TASK STATEMENT
Send back all the data below, exactly as given.

RECORDS FOR THIS EXERCISE
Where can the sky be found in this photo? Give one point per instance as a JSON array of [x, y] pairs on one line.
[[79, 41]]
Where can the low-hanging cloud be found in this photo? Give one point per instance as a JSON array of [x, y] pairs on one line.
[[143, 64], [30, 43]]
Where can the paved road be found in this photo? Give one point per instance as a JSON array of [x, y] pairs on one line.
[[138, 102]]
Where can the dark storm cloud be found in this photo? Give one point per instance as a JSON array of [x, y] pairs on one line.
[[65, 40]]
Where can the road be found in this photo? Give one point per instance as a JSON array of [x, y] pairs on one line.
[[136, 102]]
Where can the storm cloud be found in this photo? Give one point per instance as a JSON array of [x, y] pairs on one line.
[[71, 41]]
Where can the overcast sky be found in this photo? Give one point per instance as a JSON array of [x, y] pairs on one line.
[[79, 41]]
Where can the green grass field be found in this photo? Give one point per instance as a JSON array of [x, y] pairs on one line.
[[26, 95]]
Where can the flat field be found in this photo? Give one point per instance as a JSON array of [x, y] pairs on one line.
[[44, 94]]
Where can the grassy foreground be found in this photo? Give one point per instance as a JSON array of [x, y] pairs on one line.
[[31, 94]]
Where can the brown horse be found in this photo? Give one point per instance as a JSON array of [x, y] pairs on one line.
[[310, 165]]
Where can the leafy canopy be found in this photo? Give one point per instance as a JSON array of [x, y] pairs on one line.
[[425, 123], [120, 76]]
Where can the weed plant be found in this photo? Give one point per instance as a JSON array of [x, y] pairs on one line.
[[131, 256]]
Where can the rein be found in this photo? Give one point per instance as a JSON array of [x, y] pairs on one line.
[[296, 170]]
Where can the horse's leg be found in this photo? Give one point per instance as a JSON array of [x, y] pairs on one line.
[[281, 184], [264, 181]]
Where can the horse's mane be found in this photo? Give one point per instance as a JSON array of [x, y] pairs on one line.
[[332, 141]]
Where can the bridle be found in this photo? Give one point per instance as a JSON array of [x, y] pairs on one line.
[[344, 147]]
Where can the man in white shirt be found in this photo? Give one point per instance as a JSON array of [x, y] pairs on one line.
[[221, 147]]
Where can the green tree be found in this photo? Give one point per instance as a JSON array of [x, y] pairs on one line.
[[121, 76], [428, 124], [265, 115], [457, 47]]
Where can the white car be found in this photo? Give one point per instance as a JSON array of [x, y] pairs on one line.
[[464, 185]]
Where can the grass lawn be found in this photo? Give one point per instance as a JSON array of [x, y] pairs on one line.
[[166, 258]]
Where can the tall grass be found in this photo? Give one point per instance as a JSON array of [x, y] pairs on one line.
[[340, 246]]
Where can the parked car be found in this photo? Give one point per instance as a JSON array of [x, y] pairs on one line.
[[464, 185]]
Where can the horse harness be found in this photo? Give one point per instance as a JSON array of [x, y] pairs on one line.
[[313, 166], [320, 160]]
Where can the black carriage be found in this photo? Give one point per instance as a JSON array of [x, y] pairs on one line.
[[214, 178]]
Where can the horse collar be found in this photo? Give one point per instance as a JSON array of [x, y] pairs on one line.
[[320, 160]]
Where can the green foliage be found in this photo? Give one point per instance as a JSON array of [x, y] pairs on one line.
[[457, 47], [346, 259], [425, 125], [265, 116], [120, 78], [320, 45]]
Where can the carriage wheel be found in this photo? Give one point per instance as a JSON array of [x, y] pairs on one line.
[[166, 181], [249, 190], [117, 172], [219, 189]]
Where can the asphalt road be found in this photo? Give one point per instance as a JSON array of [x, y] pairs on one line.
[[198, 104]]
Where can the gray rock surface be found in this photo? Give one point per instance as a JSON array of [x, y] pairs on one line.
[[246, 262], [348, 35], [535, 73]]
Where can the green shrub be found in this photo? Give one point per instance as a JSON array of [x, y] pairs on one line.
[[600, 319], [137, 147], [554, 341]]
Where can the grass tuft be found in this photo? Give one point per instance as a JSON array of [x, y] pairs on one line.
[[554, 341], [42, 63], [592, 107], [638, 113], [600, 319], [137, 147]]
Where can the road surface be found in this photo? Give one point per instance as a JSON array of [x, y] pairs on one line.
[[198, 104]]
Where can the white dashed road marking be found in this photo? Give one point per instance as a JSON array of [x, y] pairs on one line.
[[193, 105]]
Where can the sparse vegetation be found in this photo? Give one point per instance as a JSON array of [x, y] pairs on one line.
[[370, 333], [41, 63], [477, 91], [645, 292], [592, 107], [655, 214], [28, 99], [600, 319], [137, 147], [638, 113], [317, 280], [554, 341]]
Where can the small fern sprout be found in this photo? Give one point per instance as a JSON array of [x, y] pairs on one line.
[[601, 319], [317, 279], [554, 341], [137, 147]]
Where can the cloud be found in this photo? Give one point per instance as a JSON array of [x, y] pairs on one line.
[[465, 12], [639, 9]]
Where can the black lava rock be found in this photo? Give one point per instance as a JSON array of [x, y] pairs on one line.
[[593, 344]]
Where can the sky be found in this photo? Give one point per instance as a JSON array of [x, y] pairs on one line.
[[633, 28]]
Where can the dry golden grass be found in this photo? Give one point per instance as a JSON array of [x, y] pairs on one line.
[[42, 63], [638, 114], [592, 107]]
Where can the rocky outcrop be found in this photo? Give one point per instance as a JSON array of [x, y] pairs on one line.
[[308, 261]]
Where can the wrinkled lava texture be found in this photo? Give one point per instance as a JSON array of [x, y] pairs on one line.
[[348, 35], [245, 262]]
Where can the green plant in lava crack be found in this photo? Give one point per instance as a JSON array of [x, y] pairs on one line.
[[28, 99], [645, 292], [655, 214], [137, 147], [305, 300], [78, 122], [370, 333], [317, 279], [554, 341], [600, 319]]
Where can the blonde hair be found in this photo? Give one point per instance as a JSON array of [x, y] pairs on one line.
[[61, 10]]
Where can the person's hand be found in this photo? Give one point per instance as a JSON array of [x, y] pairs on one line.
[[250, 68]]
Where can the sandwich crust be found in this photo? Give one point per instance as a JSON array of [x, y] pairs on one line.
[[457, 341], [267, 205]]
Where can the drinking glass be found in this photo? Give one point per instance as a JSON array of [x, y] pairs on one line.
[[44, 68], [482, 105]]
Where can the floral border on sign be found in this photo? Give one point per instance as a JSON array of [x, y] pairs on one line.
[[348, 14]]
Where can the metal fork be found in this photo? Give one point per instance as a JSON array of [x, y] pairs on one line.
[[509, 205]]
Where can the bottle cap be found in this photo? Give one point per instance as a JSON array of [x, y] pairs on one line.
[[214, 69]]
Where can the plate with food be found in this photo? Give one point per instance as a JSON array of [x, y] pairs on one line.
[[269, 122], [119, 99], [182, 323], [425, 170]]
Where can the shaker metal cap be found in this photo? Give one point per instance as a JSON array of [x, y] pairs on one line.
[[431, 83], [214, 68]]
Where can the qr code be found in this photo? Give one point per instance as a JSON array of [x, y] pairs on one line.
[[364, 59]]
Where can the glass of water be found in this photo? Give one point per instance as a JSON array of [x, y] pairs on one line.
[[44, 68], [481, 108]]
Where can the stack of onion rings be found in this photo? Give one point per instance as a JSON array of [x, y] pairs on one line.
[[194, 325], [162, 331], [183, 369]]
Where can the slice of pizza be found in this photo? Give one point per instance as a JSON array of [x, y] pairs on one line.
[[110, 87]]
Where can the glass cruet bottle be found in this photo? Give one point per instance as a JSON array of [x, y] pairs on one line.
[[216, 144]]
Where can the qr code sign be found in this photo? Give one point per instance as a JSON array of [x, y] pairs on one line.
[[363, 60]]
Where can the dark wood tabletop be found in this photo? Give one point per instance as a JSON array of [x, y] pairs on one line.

EXERCISE RESULT
Where can the sky be found in this photo? Give one point per instance as a JSON array of [x, y] pairs on one line.
[[79, 41]]
Where can the low-hanging cloud be found in this photo? Give one point per instance as a JSON array of [x, y] pairs on one line.
[[143, 64], [30, 43]]
Where can the paved road be found in this photo? Give one point per instance as a JSON array of [x, y] pairs on one line.
[[138, 102]]
Where can the dark storm cloud be found in this photo? Give one point per instance as a JSON array of [x, y] pairs on one line.
[[65, 40]]
Where can the road be found in this photo? Give one point per instance as a JSON array of [x, y] pairs on one line.
[[136, 102]]
Where can the storm cloud be found in this photo? Give one point per instance as a JSON array of [x, y] pairs on one line.
[[71, 41]]
Where can the overcast sky be found in this photo? Give one point per instance as a JSON array of [x, y] pairs on one line.
[[79, 41]]
Where can the green grass field be found in this photo? Give one point per instance as a JSON array of [x, y] pairs on one line.
[[26, 95]]
Where can the flat field be found in this photo? Give one point per instance as a JSON array of [x, y] pairs on one line.
[[44, 94]]
Where can the grassy foreground be found in this photo? Give one point per instance as a JSON array of [x, y] pairs on one line.
[[31, 94]]
Where can the brown horse be found in this photo? Give one point per instance as a JSON array of [x, y] pairs on one line.
[[310, 165]]
Where can the leafy canopy be found in this photo? Give one point per instance as a JSON array of [x, y] pairs on one line.
[[425, 123], [120, 76]]
Where can the weed plant be found in this photo? Give one point per instance as a JSON array of [x, y] pairs on one line.
[[131, 256]]
Where can the rein be found in this photo? Give one point per instance as a JSON array of [x, y] pairs on one line.
[[296, 170]]
Where can the horse's leg be found in this photo? Give one point per instance as a JSON array of [x, y] pairs on one line.
[[281, 184], [264, 181]]
Where can the horse's mane be found in this photo? Give one point per instance as a JSON array of [x, y] pairs on one line.
[[332, 141]]
Where can the bridle be found in this photo? Give one point per instance as a JSON array of [x, y] pairs on one line.
[[344, 147]]
Where can the man in white shirt be found in this photo? Give one point per instance as a JSON array of [x, y] pairs on one line.
[[221, 147]]
Where can the green tree be found in this photo? Give one point per instance as a JSON array of [x, y] pairs on one line.
[[121, 76], [428, 124], [265, 115], [457, 47]]
Where can the white car be found in this photo? Give one point per instance as a JSON array of [x, y] pairs on one line.
[[464, 185]]
Where can the grass lawn be found in this photo? Give one point per instance as a JSON array of [x, y] pairs on one line.
[[166, 258]]
Where can the tall grass be found in this photo? Give one point per instance as a JSON array of [x, y] pairs on one line.
[[340, 246]]
Where can the parked car be found in this photo? Give one point per instance as a JSON array of [x, y] pairs on one line.
[[464, 185]]
Where can the horse harness be found in this photo? Give one point per instance as a JSON array of [x, y] pairs on one line.
[[313, 166], [320, 160]]
Where can the black carriage be found in this photo? Give one point per instance as a JSON array of [x, y] pairs on one line.
[[214, 178]]
Where can the horse collar be found in this photo? Give one point per instance as a JSON array of [x, y] pairs on one line.
[[320, 160]]
Where can the green foliage be found in this photo? Give one point per instance as a JSON array of [x, y] pairs on one line.
[[457, 47], [346, 259], [425, 125], [265, 116], [120, 78], [320, 45]]
Where can the carriage wheel be found in this photo? Give one point per instance as a JSON array of [x, y] pairs on one line.
[[166, 181], [249, 190], [117, 172], [219, 189]]
Where can the asphalt road be found in this photo? Give one point per instance as a JSON array of [x, y] pairs on one line.
[[198, 104]]
Where can the gray rock surface be found in this photo? Give one point per instance as a JSON array of [x, y] pairs on one line.
[[246, 262], [348, 35], [535, 73]]
Where can the green shrub be found in this photo? Give one point per instance as a JSON array of [x, y] pairs on one line.
[[600, 319], [137, 147], [554, 341]]
Where can the grass tuft be found in this photo? Give one point per instance as a JSON array of [x, y] pairs on one line.
[[554, 341], [42, 63], [592, 107], [638, 113], [600, 319], [137, 147]]
Where can the road surface be found in this photo? Give one point per instance as a JSON array of [x, y] pairs on one line.
[[198, 104]]
Where can the white dashed road marking be found in this photo? Give one point per instance as a JSON array of [x, y] pairs on one line.
[[193, 105]]
Where can the sparse vegetation be found in this photo? Give one point per instance as a JSON array of [x, y] pairs on one line.
[[370, 333], [41, 63], [477, 91], [645, 292], [592, 107], [655, 214], [28, 99], [600, 319], [137, 147], [638, 113], [317, 280], [554, 341]]
Where can the small fern sprout be found in this photo? Give one point per instance as a JSON array of [x, y] pairs on one line.
[[601, 319], [317, 279], [554, 341], [137, 147]]
Where can the cloud be found in this photo? Give one point per instance as a JSON array of [x, y] pairs on one line.
[[465, 12], [639, 9]]
Where can the black lava rock be found in this photo? Give one point per instance as a JSON array of [x, y] pairs on one line.
[[593, 344]]
Where can the sky be found in this photo? Give one point per instance as a JSON array of [x, y] pairs on one line.
[[633, 28]]
Where can the dry golden grass be found in this photo? Give one point per instance as a JSON array of [x, y] pairs on one line.
[[42, 63], [638, 114], [592, 107]]
Where can the rocky outcrop be found in this photo? Give one point per instance as a JSON array of [x, y] pairs on one line.
[[308, 261]]
Where can the wrinkled lava texture be found in this photo? Give one point per instance as a JSON array of [x, y] pairs on one line.
[[348, 35], [245, 262]]
Where can the green plant in lava crack be found in this photo? Give one point per instance as a JSON array of [x, y] pairs on one line.
[[28, 99], [645, 292], [655, 214], [137, 147], [305, 300], [78, 122], [370, 333], [317, 279], [554, 341], [600, 319]]
Where can the blonde hair be found in this photo? Give one point per instance as a JSON array of [x, y] pairs on one line.
[[61, 10]]
Where can the person's hand be found in this photo? Give one point per instance as a JSON array of [x, y] pairs on one line.
[[250, 68]]
Where can the sandwich crust be found in this photo? Give one point per instance as a JSON array of [x, y] pairs on one line.
[[457, 341], [267, 205]]
Where can the drinking glass be found in this photo? Give one point per instance as a JSON array of [x, y] pairs on one line.
[[44, 68], [482, 105]]
Where can the floral border on sign be found in this photo? Give one point per instance as a JSON array of [x, y] pairs on one line.
[[348, 14]]
Where can the metal fork be found in this photo? Give one point per instance as a JSON array of [x, y] pairs on one line.
[[509, 205]]
Where can the bottle cap be found in this photo? Give one point per instance as a JSON array of [x, y] pairs on one line.
[[214, 69]]
Where can the plate with food be found in this photo? Give one point per instance as a JSON array of [x, y] pairs on one line.
[[269, 122], [119, 99], [182, 323], [425, 170]]
Where can the shaker metal cap be found in this photo? Give one point per instance as a JSON array of [x, y] pairs on one line.
[[431, 83], [214, 68]]
Where can the qr code be found in this photo? Give one point per instance as a JSON array of [x, y] pairs on one line.
[[364, 59]]
Where can the glass of water be found in this photo? Give one point per instance as a JSON array of [x, y] pairs on one line.
[[44, 68], [481, 108]]
Where can the stack of onion rings be found in this photo? Give one point per instance as a JSON array of [x, y] pairs on one line.
[[194, 325], [162, 331], [183, 369]]
Where can the slice of pizza be found in this photo? Give one point per instance as a JSON array of [x, y] pairs on one line.
[[110, 87]]
Where can the glass cruet bottle be found in this photo? Give one point per instance as a JSON array of [x, y] pairs on one line.
[[216, 144]]
Where can the qr code sign be found in this photo? Give one point per instance as a JSON array of [x, y] pairs on one line.
[[363, 60]]
Where can the dark wood tabletop be found in this photo? Give one point per instance as a JSON array of [x, y] pairs on one line.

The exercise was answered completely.